[Document segment]
····················

Dr. Leon Gordis, longtime chairman of epidemiology at Hopkins, dies

Dr. Leon Gordis, a popular public health professor at Johns Hopkins University, died.

Dr. Leon Gordis, who chaired the the Johns Hopkins University epidemiology department for nearly two decades and wrote one of the field's most widely used textbooks, died of a subdural hematoma Sept. 7 at Mount Sinai Roosevelt Hospital in New York. The Jerusalem resident was 81.

Dr. Gordis taught thousands of medical and public health students at Hopkins and in lectures around the world, and was voted one of Hopkins students' favorites on multiple occasions. He also gained fame in the 1990s for his work on a controversial expert panel for the National Institutes of Health, advising against routine mammograms for women under 50.

"Leon was a really impressive teacher," said Dr. David Celentano, current chairman of epidemiology at the Hopkins Bloomberg School of Public Health. "He was just absolutely loved by generations of students."

Born in New York and raised in Far Rockaway, Queens, Dr. Gordis was the son of Robert Gordis, a prominent Conservative rabbi, author and biblical scholar at the Jewish Theological Seminary, and Fannie Gordis.

He came to Baltimore in the 1960s after receiving undergraduate degrees from Columbia University and the Jewish Theological Seminary in New York and a medical degree at the State University of New York Downstate College of Medicine.

He started at Hopkins in pediatrics, working as a fellow there and at Sinai Hospital while in the U.S. Public Health Service. He received a master's degree in public health in 1966 and a doctorate of public health in 1968 from what was then known as the Johns Hopkins School of Hygiene and Public Health. He joined the Hopkins faculty in 1971 and served as epidemiology department chairman from 1975 until 1993, when he stepped down.

He was a longtime Pikesville resident.

····················

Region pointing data
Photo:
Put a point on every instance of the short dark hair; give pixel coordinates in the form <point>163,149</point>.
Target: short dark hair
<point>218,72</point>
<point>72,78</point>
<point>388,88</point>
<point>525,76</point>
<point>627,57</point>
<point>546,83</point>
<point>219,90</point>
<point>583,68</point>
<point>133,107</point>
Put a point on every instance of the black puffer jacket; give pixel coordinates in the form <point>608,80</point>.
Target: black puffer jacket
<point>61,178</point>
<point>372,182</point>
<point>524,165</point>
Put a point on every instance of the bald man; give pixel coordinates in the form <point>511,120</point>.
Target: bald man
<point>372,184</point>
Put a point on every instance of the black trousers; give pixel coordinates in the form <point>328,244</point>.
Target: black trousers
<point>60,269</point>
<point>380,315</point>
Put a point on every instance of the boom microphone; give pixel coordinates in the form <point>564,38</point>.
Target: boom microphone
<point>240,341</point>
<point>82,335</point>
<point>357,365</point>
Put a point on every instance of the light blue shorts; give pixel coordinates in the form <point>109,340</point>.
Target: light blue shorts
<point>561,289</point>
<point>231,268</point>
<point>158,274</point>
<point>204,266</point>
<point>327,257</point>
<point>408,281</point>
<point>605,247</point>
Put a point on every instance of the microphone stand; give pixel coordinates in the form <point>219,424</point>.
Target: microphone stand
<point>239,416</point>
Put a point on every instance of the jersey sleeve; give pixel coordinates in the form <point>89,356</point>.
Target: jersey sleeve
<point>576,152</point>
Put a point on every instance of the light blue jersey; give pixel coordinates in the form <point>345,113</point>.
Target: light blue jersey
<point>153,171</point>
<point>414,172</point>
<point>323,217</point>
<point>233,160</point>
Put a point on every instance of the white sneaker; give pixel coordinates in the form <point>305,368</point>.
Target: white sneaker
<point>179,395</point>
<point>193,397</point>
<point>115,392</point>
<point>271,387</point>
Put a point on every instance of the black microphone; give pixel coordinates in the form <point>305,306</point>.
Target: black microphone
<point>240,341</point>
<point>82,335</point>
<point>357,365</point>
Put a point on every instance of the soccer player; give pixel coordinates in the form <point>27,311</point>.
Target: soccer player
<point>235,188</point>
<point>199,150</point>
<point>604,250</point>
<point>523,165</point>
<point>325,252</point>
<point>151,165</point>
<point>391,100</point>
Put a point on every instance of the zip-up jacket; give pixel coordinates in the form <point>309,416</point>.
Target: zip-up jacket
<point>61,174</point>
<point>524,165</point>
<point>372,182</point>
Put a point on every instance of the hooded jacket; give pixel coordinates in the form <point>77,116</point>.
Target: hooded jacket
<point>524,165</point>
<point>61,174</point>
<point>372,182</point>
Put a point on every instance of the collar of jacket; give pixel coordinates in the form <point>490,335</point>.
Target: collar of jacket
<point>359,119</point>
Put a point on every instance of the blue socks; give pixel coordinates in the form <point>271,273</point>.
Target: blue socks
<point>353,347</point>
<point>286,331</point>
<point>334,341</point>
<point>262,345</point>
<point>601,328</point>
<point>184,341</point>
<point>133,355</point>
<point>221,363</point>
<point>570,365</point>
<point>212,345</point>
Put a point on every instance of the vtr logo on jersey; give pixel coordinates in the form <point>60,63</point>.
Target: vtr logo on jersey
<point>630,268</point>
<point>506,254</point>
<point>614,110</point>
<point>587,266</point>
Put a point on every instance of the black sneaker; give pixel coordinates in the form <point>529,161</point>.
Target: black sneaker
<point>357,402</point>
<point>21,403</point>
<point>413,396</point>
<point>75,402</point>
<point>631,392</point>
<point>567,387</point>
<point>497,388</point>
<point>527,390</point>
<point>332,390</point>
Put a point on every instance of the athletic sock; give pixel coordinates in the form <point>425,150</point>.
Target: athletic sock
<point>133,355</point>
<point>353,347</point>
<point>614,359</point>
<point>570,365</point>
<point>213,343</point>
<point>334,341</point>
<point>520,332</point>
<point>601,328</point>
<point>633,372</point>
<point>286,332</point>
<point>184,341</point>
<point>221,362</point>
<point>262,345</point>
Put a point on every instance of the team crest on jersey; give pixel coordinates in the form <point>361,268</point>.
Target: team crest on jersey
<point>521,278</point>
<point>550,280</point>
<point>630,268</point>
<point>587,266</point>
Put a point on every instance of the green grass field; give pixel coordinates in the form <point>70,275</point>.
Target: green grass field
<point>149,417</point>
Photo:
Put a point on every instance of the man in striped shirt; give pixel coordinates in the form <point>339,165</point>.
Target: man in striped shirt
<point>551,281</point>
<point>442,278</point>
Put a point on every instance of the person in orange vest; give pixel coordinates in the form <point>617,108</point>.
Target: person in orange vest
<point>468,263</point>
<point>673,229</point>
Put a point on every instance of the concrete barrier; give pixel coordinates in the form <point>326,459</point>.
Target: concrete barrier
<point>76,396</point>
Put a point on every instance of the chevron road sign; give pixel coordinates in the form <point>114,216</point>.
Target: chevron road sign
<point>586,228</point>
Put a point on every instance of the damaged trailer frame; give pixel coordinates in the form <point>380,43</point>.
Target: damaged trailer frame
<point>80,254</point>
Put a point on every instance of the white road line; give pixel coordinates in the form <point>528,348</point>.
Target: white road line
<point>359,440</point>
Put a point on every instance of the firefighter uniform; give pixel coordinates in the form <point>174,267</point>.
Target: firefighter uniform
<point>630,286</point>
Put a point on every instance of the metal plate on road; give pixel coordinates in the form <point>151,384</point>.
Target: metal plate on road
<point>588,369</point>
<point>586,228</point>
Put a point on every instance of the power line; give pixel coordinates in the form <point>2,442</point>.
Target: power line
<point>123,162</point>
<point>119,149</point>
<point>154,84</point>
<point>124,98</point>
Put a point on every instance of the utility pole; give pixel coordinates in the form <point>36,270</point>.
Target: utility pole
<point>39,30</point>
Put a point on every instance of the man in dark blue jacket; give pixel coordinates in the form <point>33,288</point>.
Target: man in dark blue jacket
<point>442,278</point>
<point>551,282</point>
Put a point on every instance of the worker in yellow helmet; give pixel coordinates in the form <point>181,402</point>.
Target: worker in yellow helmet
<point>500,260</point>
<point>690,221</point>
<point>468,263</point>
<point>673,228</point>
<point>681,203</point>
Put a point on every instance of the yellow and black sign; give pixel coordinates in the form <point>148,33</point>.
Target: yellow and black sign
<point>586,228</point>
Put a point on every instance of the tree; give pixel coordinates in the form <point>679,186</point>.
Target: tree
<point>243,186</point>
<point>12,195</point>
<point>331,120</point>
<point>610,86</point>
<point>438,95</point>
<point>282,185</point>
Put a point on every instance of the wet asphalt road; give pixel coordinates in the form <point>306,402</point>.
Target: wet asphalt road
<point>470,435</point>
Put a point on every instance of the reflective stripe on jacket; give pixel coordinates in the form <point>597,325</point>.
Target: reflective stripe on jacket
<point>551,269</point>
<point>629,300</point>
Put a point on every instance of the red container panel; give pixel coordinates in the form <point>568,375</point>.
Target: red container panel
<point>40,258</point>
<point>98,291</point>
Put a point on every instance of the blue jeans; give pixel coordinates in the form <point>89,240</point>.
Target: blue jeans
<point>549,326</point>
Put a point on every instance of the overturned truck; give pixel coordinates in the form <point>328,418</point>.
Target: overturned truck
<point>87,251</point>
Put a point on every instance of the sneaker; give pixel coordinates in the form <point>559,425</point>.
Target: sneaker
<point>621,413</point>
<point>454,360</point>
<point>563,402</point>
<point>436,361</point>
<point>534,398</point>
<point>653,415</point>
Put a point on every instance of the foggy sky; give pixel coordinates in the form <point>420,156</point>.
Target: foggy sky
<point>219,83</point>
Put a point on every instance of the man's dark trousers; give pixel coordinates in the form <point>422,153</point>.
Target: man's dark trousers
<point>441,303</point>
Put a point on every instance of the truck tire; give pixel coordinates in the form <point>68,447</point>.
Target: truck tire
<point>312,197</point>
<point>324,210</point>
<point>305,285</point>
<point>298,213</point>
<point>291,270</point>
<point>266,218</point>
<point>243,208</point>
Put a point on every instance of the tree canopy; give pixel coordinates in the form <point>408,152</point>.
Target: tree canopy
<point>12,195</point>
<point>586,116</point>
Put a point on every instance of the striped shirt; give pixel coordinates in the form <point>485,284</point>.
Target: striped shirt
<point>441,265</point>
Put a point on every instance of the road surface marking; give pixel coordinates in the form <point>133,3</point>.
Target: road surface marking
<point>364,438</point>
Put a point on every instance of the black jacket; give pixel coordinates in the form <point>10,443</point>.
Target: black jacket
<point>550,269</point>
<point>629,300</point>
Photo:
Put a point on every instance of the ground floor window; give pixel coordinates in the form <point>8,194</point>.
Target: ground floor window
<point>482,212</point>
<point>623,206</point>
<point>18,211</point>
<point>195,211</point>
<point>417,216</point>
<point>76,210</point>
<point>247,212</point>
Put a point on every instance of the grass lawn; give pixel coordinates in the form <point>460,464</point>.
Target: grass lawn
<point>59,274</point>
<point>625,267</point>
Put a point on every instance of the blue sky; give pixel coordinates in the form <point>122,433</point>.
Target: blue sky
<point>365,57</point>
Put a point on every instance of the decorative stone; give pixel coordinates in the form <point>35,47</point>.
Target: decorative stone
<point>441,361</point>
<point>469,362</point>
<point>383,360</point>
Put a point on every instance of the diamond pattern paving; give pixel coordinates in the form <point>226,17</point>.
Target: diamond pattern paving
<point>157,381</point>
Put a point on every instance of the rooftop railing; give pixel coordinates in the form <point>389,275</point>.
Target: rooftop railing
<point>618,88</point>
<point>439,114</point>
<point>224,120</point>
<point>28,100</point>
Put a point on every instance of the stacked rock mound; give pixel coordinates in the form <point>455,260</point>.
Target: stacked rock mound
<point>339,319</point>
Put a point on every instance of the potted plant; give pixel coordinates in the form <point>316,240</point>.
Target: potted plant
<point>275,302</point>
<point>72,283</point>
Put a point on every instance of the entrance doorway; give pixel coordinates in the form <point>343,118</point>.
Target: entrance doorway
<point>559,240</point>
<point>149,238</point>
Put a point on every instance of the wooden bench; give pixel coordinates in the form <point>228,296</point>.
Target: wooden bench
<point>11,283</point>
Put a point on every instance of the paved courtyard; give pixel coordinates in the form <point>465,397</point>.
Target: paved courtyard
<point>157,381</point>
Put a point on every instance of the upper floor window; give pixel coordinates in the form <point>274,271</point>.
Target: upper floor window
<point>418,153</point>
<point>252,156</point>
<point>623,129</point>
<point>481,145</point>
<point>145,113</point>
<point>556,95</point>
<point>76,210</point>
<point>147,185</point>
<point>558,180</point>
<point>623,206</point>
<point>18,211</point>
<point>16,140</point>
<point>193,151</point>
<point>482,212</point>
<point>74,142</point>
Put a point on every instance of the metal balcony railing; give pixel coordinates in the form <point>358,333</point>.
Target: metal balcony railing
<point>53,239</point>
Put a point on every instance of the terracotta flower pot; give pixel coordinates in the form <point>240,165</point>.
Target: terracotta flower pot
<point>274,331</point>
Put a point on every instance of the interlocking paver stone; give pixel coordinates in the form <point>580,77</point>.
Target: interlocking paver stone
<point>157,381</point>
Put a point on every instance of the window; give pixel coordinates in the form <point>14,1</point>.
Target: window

····················

[Work to be completed] How would the obituary of Dr. Leon Gordis go on? Continue it from its last sentence.

[Answer]
He taught classes throughout his tenure, through his retirement in 2009. He and his wife, Hadassah Gordis, moved to Israel after that, but he returned to Baltimore to teach in a summer epidemiology program at Hopkins. He also taught classes in Israel.

Michael J. Klag, dean of the Bloomberg School, credited Dr. Gordis with building bridges across departments and specialties within the Hopkins medical campus. In 2012, the university named in Dr. Gordis' honor a fellowship program in which doctoral students teach undergraduates about trends and topics in public health.

"He was a mentor to many people because he gave rational advice with humor and with caring," Klag said.

In 1996, W.B. Saunders and Co. published the first edition of a textbook Dr. Gordis wrote, simply called "Epidemiology." Dr. Celentano said the book is "probably used more than any other text in the world" in the field of epidemiology, which studies the causes, patterns and effects of diseases. The book's fifth edition was published last year.

Colleagues and family said as a teacher and in producing the textbook, Dr. Gordis was talented at explaining the fundamentals of epidemiology without oversimplifying the science behind them.

"The book is an attempt to communicate the basic ideas involved in epidemiology, and to show how exciting it can be," Dr. Gordis said in a YouTube video the book's current publisher, Elsevier, posted online last year. He added that the study of epidemiology "will help a physician be a better physician."

Dr. Gordis also was known for making his lectures entertaining, sprinkling in self-deprecating jokes or New Yorker cartoons. Bloomberg students at least twice awarded him a "Golden Apple," an award recognizing excellence in teaching.

"He had nine jokes for every example," Dr. Celentano said.

Gordis faced outrage from many in the health care industry in 1997 when, as chairman of an NIH expert panel, he and colleagues suggested that women in their 40s should not necessarily be subject to routine mammograms but instead weigh the tests' risks and benefits and decide for themselves. But he stood firm behind the panel's research.

"He didn't step away from controversy," Dr. Celentano said.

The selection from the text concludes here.